Potential confounders

In addition to the covariates used in the cohort study, additional potential confounders were considered for CCO and assessed within the risk period and the control periods: exposure to monoamine oxidase inhibitors (MAOIs), selective serotonin reuptake inhibitors (SSRIs), non-steroidal anti-inflammatory drugs (NSAIDs), opioids, antiplatelet drugs, drugs for the cardiovascular system, caffeine-containing drugs, exposure to levothyroxine, and season of event occurrence (spring (as reference): March to May, summer: June to August, autumn: September to November and winter: December to February).

Statistical analysis For the primary analysis: propensity score matched cohort study

Descriptive statistics were used to describe the characteristics of the cohort, cases and matched controls. Continuous variables were described as mean and standard deviation (SD), qualitative variables were summarized using frequencies and percentages.

A Cox proportional hazard regression model, with stratification on matched pairs, was used to investigate the association between triptan exposure and outcomes. Univariate analyses were first performed to select the variables with a P value < 0.20, followed by a multivariate approach using backward selection and P value < 0.05 for statistical significance. Relevant interactions between covariates were checked. Proportional hazard assumption was tested for all covariates using interaction with time. The crude and adjusted hazard ratios (HRs) and their 95% confidence intervals (95% CI) were estimated.

Complementary analyses were performed on triptan exposure modelling, using cumulative triptan exposure since index date and considering triptan exposure as a time-varying variable. Sensitivity analyses were performed because the uncertainty related to definition of triptan exposure by adding 7, 14 and 28 days to the triptan duration (in DDD) and considering 7, 14 and 28 after the day of dispensing instead of exposure in number of DDD.

• Data

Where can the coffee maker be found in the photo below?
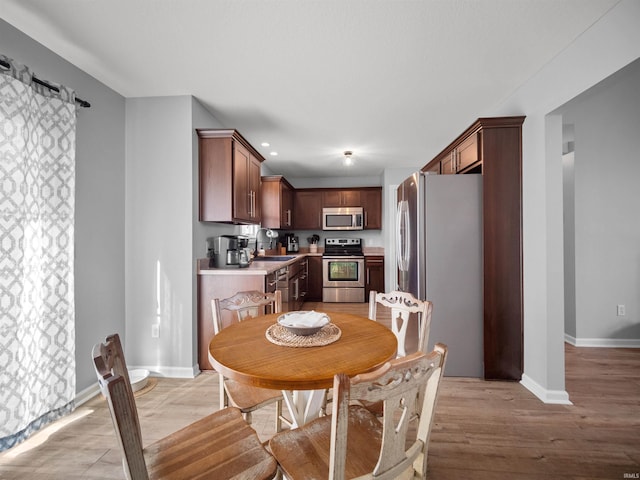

• Work instructions
In the statistical analysis text, what P value threshold was used to select variables in the univariate analyses?

• Response to this task
A P value below 0.20.